Stored entries
Begin

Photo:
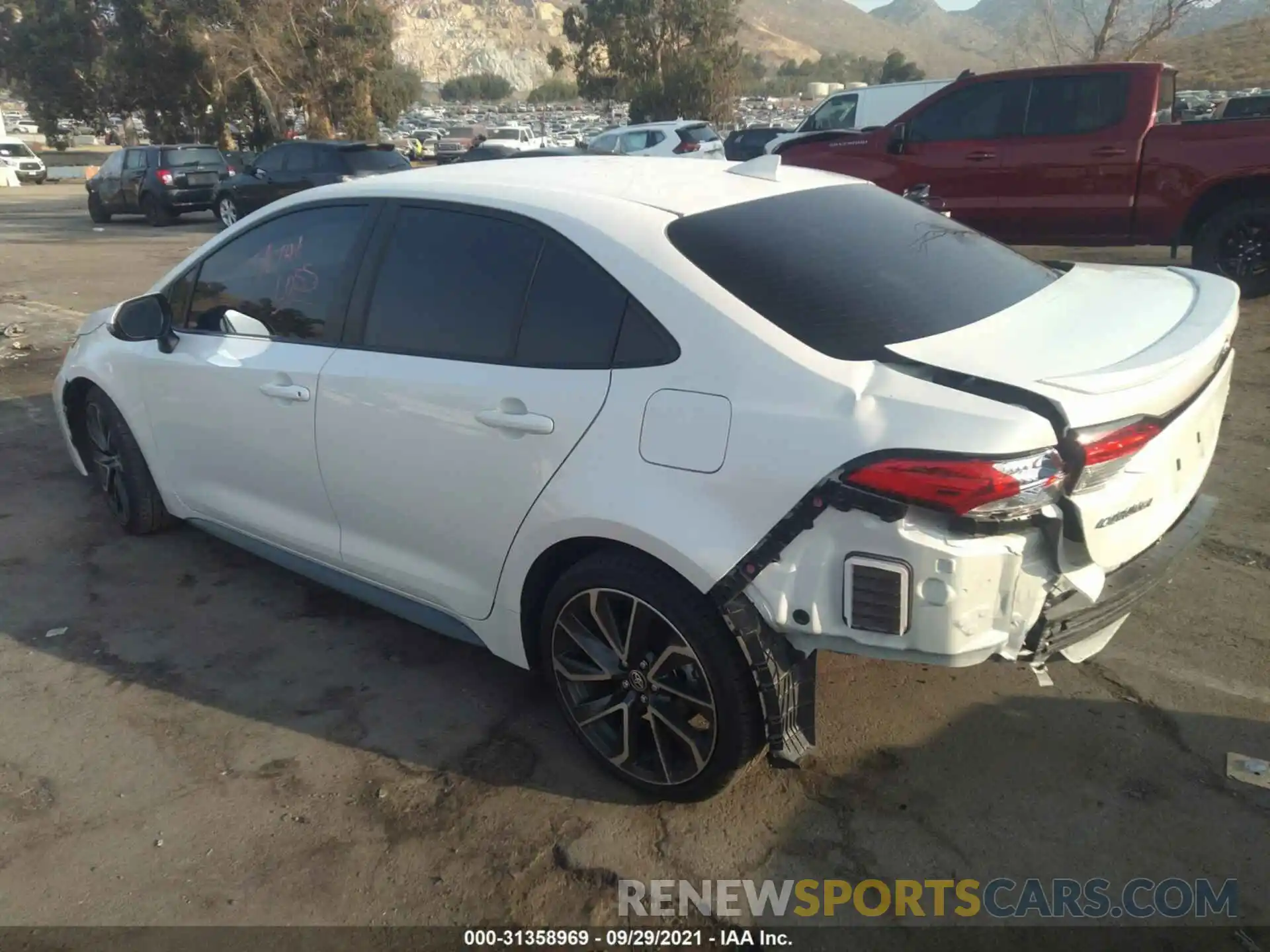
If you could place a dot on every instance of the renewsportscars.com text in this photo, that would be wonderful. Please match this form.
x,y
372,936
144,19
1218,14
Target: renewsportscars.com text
x,y
1000,899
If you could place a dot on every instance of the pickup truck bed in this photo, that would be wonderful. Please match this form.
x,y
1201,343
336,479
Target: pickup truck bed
x,y
1075,155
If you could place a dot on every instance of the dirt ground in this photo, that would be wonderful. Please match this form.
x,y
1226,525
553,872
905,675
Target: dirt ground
x,y
216,740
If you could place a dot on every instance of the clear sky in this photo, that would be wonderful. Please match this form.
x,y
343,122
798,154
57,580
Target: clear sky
x,y
945,4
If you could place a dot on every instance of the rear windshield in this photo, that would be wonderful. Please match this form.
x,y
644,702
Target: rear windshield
x,y
698,134
186,158
374,159
849,270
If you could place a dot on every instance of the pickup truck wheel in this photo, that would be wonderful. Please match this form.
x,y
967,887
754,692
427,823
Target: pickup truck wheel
x,y
648,677
1235,241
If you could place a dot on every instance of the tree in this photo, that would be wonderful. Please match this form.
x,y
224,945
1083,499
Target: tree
x,y
478,87
897,69
668,58
554,91
1093,31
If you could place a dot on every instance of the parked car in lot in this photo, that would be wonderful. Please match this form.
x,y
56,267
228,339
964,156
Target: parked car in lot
x,y
690,140
298,165
158,182
26,164
458,141
973,455
1076,155
743,145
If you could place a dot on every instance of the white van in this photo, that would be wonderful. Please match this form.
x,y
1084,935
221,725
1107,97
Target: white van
x,y
863,108
18,157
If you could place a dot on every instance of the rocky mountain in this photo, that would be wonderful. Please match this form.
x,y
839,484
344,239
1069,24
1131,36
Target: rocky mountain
x,y
1231,58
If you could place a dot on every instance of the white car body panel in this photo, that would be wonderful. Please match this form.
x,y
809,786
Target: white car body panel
x,y
431,503
419,420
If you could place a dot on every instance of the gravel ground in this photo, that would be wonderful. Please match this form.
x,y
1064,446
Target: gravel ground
x,y
216,740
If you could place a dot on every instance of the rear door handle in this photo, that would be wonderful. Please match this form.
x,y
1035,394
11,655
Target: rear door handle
x,y
286,391
517,422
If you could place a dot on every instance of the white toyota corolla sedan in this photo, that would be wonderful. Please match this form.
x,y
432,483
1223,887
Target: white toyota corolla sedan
x,y
667,429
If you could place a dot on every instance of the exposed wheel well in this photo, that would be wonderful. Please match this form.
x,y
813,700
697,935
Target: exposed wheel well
x,y
549,567
74,397
1218,196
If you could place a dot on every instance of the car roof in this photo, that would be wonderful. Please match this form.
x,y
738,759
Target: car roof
x,y
554,184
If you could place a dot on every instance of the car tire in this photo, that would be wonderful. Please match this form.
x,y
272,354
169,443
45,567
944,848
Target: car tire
x,y
226,206
679,715
155,214
1235,241
95,210
116,462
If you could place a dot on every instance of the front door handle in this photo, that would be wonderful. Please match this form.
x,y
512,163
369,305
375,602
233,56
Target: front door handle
x,y
520,422
286,391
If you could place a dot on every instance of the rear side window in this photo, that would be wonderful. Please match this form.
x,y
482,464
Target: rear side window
x,y
1071,106
187,158
573,313
849,270
452,285
697,134
374,160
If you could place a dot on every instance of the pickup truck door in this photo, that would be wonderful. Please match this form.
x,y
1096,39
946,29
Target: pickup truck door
x,y
952,143
1072,175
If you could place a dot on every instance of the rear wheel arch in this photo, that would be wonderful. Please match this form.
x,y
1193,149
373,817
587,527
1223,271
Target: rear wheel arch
x,y
1217,198
556,561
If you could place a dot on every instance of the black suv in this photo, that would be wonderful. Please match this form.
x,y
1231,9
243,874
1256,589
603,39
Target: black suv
x,y
292,167
158,182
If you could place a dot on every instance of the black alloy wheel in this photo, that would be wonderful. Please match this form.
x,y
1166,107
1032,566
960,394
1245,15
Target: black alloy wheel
x,y
107,461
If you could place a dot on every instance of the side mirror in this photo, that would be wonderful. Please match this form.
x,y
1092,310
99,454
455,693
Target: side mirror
x,y
898,136
148,317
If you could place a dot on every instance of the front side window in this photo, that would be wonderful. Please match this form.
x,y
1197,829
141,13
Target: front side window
x,y
839,113
271,160
278,280
452,285
977,112
1071,106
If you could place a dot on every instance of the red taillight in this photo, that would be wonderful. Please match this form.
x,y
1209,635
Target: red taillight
x,y
992,489
1107,450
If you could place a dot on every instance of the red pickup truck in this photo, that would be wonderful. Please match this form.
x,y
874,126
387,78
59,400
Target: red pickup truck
x,y
1075,155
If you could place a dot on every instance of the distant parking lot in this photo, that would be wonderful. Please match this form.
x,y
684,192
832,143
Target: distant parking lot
x,y
215,740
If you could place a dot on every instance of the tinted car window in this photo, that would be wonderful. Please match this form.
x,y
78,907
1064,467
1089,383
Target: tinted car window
x,y
374,160
849,270
980,111
278,280
452,285
643,342
271,160
695,134
186,158
573,313
300,159
1068,106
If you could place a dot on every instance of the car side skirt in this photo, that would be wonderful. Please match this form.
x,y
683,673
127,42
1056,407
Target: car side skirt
x,y
393,603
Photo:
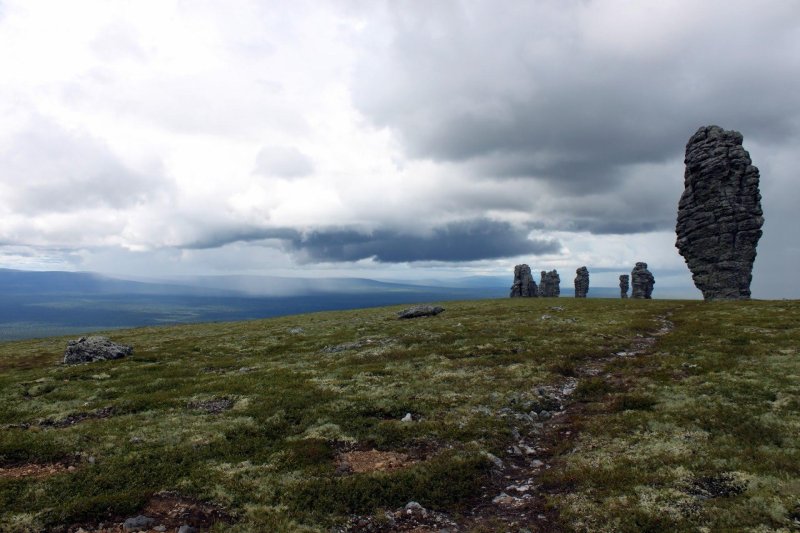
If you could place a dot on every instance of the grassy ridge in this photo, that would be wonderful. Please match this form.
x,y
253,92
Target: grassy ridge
x,y
294,391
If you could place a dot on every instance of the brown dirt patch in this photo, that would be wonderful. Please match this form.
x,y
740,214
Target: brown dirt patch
x,y
71,420
33,470
173,510
168,509
373,461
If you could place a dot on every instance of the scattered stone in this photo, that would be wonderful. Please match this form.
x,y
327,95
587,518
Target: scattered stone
x,y
494,460
550,284
582,282
94,348
420,311
624,285
343,469
719,214
414,506
138,523
216,405
523,285
643,281
501,498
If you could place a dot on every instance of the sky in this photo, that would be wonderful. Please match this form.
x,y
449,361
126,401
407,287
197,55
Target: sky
x,y
388,140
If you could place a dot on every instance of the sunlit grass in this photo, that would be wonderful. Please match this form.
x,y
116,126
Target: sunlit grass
x,y
719,396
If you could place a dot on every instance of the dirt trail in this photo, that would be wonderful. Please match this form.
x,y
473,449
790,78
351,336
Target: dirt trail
x,y
516,498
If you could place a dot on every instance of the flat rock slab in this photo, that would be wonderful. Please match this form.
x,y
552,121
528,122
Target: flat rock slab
x,y
419,311
94,348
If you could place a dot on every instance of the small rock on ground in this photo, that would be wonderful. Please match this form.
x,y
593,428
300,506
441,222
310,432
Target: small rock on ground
x,y
138,523
420,311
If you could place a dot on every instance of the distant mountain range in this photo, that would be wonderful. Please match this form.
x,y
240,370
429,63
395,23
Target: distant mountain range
x,y
38,304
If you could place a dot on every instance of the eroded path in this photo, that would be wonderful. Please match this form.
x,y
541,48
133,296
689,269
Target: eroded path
x,y
517,497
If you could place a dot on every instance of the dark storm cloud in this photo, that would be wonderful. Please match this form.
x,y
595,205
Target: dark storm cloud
x,y
533,91
458,241
471,240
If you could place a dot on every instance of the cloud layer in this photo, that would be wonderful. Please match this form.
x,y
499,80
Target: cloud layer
x,y
371,135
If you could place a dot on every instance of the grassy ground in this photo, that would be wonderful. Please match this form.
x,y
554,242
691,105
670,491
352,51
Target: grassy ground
x,y
251,416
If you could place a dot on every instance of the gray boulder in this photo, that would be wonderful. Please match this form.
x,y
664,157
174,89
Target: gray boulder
x,y
138,523
94,348
642,281
624,285
420,310
719,214
523,286
550,284
581,282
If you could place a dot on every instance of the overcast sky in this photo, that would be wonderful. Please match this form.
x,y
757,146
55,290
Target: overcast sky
x,y
392,140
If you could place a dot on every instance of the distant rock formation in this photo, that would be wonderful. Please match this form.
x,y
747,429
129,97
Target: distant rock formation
x,y
420,310
623,285
550,284
643,281
91,349
719,214
523,286
582,282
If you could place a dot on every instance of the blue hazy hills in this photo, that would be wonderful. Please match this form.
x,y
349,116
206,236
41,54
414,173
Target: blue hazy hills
x,y
39,304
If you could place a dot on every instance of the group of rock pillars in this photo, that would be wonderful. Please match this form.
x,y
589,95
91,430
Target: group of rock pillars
x,y
549,283
718,228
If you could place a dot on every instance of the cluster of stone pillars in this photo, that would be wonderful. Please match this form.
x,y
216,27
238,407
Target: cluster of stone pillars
x,y
549,284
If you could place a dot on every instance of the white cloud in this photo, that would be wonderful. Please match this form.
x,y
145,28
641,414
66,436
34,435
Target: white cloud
x,y
166,126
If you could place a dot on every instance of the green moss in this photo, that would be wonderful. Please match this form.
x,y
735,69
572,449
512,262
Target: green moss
x,y
717,400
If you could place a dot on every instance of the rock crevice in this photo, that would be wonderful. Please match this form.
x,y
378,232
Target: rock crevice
x,y
581,282
719,214
523,285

End

TASK BRIEF: All lines from the one that contains "of the overcast" through the end of the material are to be quoted exactly, with both ends included.

FINAL RESULT:
If you could place a dot on every instance of the overcast sky in this photo, that would be wonderful. Please match this form.
x,y
757,146
55,290
Target: overcast sky
x,y
392,140
If you could place a dot on every instance of the distant rock formation in this photo, that would be wonderful. Please match this form.
x,y
747,429
129,97
Target: distant rock formation
x,y
420,310
623,285
550,284
643,281
91,349
719,214
523,286
582,282
If you could place a dot on every instance of the blue hazy hills in this photo, that would be wonderful. Please match this form.
x,y
349,116
206,236
41,54
414,173
Target: blue hazy hills
x,y
39,304
If you could place a dot on every instance of the group of rock pillars in this photo, that would be wonderful. Please match this form.
x,y
589,95
91,430
Target: group of rock pillars
x,y
549,283
718,228
If you could place a dot on every instance of the cluster of stone pillars in this photo, that would be wonderful. Please match this form.
x,y
216,27
238,407
Target: cluster of stone pillars
x,y
549,284
If you could place a dot on every instance of the white cloud in this photo, that would be wonderful. Please match this form.
x,y
145,28
641,414
66,436
34,435
Target: white cloud
x,y
166,126
If you could place a dot on every instance of the green moss in this photo, that would be wonderful. Please match this form.
x,y
735,69
572,449
512,262
Target: green moss
x,y
717,400
If you could place a dot on every instance of the rock crevice in this photo, that would be wonderful. Please match this form.
x,y
378,232
Target: rock crevice
x,y
581,282
719,214
523,285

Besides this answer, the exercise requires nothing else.